### Brief
Repeat the lines of the listing below verbatim, starting at the line containing "get_box(silhouetted spectator)" and ending at the line containing "top-left (79, 309), bottom-right (225, 404)", with both of those lines included.
***** Raw records
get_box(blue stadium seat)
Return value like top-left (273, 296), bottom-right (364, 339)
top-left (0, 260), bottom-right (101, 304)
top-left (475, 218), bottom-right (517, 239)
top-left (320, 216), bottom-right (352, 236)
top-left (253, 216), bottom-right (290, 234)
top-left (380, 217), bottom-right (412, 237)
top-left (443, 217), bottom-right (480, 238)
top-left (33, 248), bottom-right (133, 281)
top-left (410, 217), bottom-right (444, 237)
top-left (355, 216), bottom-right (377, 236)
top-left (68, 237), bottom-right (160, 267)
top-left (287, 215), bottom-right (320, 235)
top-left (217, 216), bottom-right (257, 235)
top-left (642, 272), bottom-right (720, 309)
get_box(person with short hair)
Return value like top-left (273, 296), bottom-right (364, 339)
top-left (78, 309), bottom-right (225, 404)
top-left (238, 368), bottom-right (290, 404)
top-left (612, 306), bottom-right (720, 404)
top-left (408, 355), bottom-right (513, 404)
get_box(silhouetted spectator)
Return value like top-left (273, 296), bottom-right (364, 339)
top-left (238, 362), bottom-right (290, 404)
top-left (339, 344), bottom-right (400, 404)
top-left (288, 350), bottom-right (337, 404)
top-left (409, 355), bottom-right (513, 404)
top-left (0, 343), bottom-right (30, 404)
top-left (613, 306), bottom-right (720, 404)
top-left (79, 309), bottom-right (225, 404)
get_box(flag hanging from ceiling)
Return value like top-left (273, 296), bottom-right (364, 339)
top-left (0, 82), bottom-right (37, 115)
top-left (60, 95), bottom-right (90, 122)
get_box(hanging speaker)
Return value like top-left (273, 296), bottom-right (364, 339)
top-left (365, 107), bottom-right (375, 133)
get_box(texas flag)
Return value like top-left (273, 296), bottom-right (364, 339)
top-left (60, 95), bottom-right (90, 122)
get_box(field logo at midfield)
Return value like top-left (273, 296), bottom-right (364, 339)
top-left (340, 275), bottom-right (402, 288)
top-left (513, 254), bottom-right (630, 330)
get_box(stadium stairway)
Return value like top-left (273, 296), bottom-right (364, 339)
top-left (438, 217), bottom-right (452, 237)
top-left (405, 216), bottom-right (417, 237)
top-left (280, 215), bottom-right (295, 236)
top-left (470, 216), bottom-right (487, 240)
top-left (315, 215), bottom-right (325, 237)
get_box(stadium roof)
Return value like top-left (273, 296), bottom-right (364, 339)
**********
### Answer for this exercise
get_box(silhouetted spectator)
Return value like top-left (273, 296), bottom-right (364, 339)
top-left (238, 362), bottom-right (290, 404)
top-left (339, 344), bottom-right (400, 404)
top-left (288, 350), bottom-right (337, 404)
top-left (409, 355), bottom-right (513, 404)
top-left (0, 343), bottom-right (30, 404)
top-left (613, 306), bottom-right (720, 404)
top-left (79, 309), bottom-right (225, 404)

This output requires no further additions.